* Start Dataset extract *
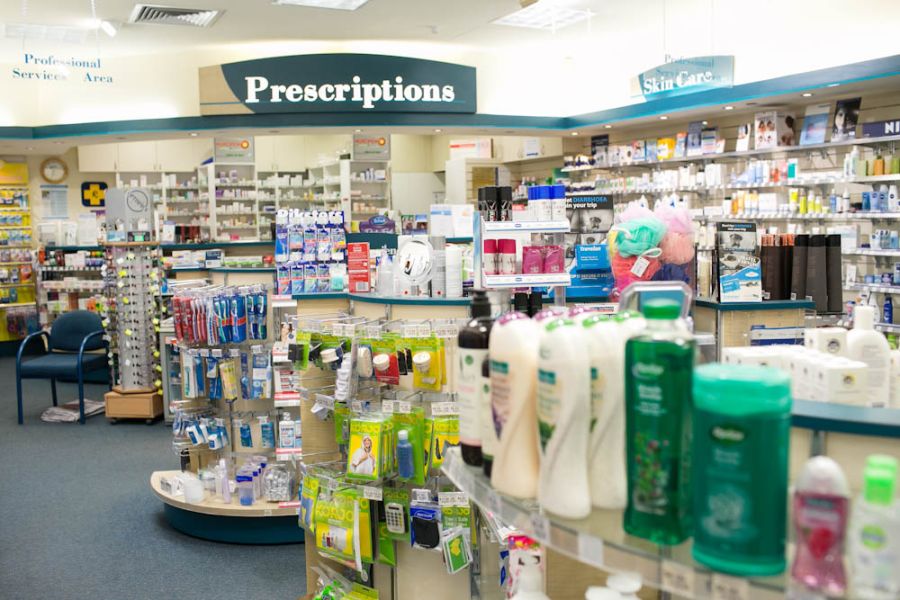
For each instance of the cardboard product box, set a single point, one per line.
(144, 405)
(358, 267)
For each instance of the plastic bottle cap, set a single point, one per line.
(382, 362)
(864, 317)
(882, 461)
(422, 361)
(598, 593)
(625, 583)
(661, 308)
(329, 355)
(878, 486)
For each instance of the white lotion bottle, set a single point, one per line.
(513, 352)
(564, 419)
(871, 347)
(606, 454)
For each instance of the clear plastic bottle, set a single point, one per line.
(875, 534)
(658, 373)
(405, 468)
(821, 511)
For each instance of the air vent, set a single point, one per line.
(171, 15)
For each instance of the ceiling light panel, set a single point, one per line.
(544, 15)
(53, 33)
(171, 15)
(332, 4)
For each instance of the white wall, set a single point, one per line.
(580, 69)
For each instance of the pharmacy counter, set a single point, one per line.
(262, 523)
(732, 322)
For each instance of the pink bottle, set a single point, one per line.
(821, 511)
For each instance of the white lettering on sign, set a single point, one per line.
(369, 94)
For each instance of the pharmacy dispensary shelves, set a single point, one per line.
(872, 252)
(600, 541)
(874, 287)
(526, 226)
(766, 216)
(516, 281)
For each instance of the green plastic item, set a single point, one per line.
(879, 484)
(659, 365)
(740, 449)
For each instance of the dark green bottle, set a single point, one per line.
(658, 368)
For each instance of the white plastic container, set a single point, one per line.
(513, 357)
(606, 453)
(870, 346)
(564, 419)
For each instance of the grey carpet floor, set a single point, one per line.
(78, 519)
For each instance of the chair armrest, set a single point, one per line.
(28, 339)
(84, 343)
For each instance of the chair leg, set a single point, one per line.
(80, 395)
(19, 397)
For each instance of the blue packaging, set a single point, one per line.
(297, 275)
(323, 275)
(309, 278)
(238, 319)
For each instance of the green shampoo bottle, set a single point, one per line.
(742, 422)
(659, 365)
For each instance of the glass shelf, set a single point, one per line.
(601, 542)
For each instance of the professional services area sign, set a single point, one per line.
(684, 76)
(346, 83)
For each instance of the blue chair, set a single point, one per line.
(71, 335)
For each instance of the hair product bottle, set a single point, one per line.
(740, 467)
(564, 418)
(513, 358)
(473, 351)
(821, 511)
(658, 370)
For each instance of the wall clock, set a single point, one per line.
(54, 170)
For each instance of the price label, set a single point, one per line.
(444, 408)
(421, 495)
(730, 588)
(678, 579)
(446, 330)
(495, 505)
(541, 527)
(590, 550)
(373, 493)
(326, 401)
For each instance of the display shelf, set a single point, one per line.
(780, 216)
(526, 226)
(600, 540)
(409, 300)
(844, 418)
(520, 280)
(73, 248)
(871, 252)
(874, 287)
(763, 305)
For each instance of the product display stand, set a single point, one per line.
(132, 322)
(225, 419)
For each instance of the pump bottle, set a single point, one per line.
* End Dataset extract *
▸ The task: Write out the listing above exactly as it stands, pictures excluded.

▸ Completed task:
For each instance of the cardboard product box, set a single point, one per line.
(144, 405)
(358, 267)
For each instance of the plastic bottle cap, set a single point, one per line.
(382, 362)
(864, 317)
(882, 461)
(422, 361)
(598, 593)
(625, 583)
(661, 308)
(329, 355)
(878, 486)
For each instance of the white lotion bottle, set a single point, one per line.
(513, 352)
(564, 419)
(871, 347)
(606, 454)
For each instance of the clear plastic bottle, set a single point, one per line.
(875, 534)
(658, 373)
(405, 468)
(821, 511)
For each instance of the air vent, set a single point, one per line.
(171, 15)
For each instance of the ceiling light panel, set a single point, one per line.
(544, 15)
(53, 33)
(171, 15)
(332, 4)
For each instance of the white wall, set a single point, one per line.
(580, 69)
For each instance of the pharmacy counter, set a single point, one per line.
(262, 523)
(732, 322)
For each instance of the pink bottle, set a single point, one per line.
(821, 511)
For each instance of the white lettering on sign, set a single point, one per line.
(369, 94)
For each instance of the pharmacy dispensary shelves, set a single point, one per line.
(872, 252)
(600, 541)
(874, 287)
(526, 226)
(766, 216)
(516, 281)
For each instance of the green plastic item, set a single point, one per line.
(879, 484)
(659, 365)
(740, 449)
For each instance of the dark green bottle, set a single point, one per line.
(658, 368)
For each instance of the white plastic container, set a single point, one per line.
(513, 357)
(606, 453)
(870, 346)
(564, 419)
For each instance of the grey carpet floor, set a single point, one per line.
(78, 519)
For each instance of the chair armrest, set a single point, one per line.
(28, 339)
(84, 343)
For each instance of the chair leg, set a single point, one per line.
(80, 395)
(19, 397)
For each instance of the blue packaging, set a single point, one per line.
(297, 275)
(323, 275)
(309, 278)
(238, 319)
For each instance of the green shampoo bottle, set a single point, one per line.
(742, 422)
(659, 365)
For each instance of the glass shelf, set a single point, one per line.
(601, 542)
For each instance of the professional services area sign, set a single point, one per line.
(684, 76)
(346, 83)
For each instance of the blue chair, set a single point, one per line.
(71, 335)
For each instance of the hair product bottle, set a single point, one per line.
(740, 467)
(564, 418)
(513, 358)
(473, 351)
(821, 511)
(658, 370)
For each instance of the wall clock, set a single point, one per line.
(54, 170)
For each instance of the price label, set a single point, one per line.
(444, 408)
(421, 495)
(730, 588)
(678, 579)
(446, 330)
(495, 505)
(541, 527)
(590, 550)
(373, 493)
(326, 401)
For each instance of the display shelf, set a single point, one per line.
(780, 216)
(526, 226)
(600, 540)
(409, 300)
(844, 418)
(520, 280)
(73, 248)
(871, 252)
(874, 287)
(763, 305)
For each instance of the product display stand, set a single point, one per line.
(132, 322)
(225, 419)
For each instance of the pump bottle, set a single point, one per line.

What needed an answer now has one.